Text for analysis:

A common way to mitigate the diff problem is to train on edit trajectories. For example, you can structure training data as triples like (original_code, edit_command, final_code), which teaches the model how an edit instruction should change the file while preserving everything else.

Another critical step is teaching the model to use specific editing tools such as search and replace. Cursor emphasized that these two tools were significantly harder to teach than other tools. To solve this, they ensured their training data contained a high volume of trajectories specifically focused on search and replace tool usage, forcing the model to over-learn the mechanical constraints of these operations. Cursor utilized a cluster of tens of thousands of GPUs to train the Composer model, ensuring these precise editing behaviors were fundamentally baked into the weights.

Brief: How would the passage on training a coding model to edit files go on? Write the next part, starting after its final sentence. These lines come from a separate source.

(Data entries)
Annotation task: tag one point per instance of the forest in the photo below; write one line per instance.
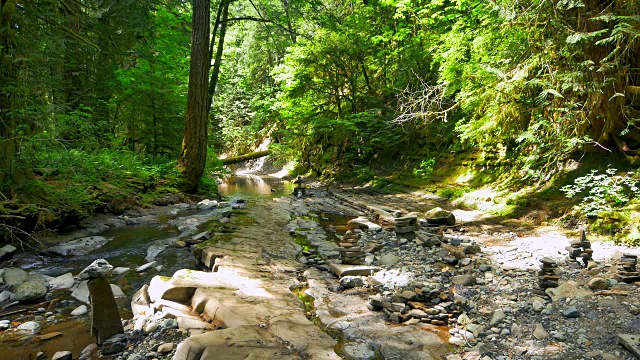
(107, 104)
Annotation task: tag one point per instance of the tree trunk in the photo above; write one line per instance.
(193, 153)
(7, 76)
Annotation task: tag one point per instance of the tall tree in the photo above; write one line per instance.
(193, 153)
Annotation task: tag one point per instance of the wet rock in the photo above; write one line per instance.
(631, 342)
(13, 277)
(121, 270)
(98, 268)
(465, 280)
(62, 355)
(438, 216)
(497, 317)
(349, 282)
(89, 352)
(6, 252)
(539, 332)
(5, 295)
(31, 327)
(79, 247)
(64, 281)
(114, 344)
(207, 204)
(359, 351)
(80, 310)
(30, 291)
(597, 284)
(571, 312)
(105, 318)
(165, 348)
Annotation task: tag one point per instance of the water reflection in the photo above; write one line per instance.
(253, 185)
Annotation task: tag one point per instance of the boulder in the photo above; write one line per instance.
(13, 277)
(6, 252)
(438, 216)
(98, 268)
(64, 281)
(30, 291)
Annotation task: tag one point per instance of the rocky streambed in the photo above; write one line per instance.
(268, 283)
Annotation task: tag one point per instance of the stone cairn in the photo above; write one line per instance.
(406, 227)
(350, 252)
(580, 248)
(627, 268)
(547, 275)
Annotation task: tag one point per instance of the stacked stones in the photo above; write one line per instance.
(350, 252)
(580, 248)
(406, 227)
(547, 275)
(628, 270)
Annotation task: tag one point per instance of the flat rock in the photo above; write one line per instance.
(81, 246)
(62, 355)
(64, 281)
(6, 252)
(13, 277)
(98, 268)
(30, 291)
(631, 342)
(353, 270)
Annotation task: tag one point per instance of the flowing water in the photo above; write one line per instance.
(127, 247)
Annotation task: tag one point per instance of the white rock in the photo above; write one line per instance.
(79, 311)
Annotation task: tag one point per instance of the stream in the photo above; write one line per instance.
(127, 247)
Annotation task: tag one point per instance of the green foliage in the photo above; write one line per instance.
(426, 168)
(602, 193)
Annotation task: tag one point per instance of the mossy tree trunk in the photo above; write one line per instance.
(193, 153)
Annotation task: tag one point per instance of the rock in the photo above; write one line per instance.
(355, 270)
(150, 327)
(465, 280)
(30, 291)
(30, 327)
(207, 204)
(13, 277)
(89, 352)
(64, 281)
(80, 310)
(539, 332)
(62, 355)
(388, 260)
(146, 266)
(438, 216)
(631, 342)
(48, 336)
(170, 324)
(121, 270)
(5, 295)
(349, 282)
(105, 318)
(359, 351)
(79, 247)
(497, 317)
(81, 292)
(98, 268)
(364, 224)
(571, 312)
(165, 348)
(597, 284)
(6, 252)
(567, 289)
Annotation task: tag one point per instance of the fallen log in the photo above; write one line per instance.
(245, 157)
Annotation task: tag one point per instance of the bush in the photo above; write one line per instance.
(602, 192)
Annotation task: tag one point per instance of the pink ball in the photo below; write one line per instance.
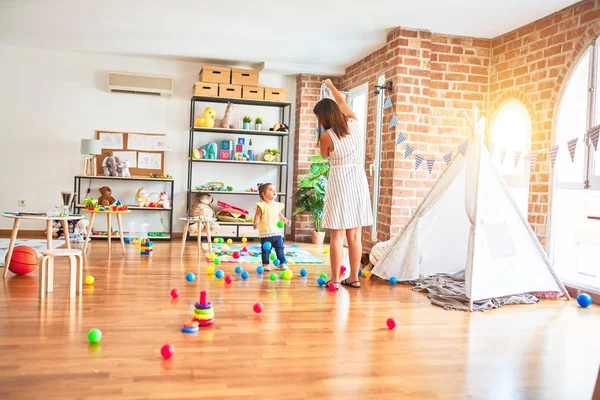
(167, 351)
(391, 323)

Written response:
Challenge 2: Latency Compounds

In a chat interface, a user might tolerate a short pause. In an agent loop, latency compounds. A single task might require the agent to plan, search, edit, and test across many iterations. If each step takes a few seconds, the end-to-end time quickly becomes frustrating.

Cursor treats speed as a core product strategy. The make the coding agent fast, they have employed three key techniques:

  • Mixture of Experts (MoE) architecture

  • Speculative decoding

  • Context compaction

MoE architecture: Composer is a MoE language model. MoE modifies the Transformer by making some feed-forward computation conditional. Instead of sending every token through the same dense MLP, the model routes each token to a small number of specialized MLP experts.

MoE can improve both capacity and efficiency by activating only a few experts per token, which can yield better quality at similar latency, or similar quality at lower latency, especially at deployment scale. However, MoE often introduces additional engineering challenges and complexity. If every token goes to the same expert, that expert becomes a bottleneck while others sit idle. This causes high tail latency.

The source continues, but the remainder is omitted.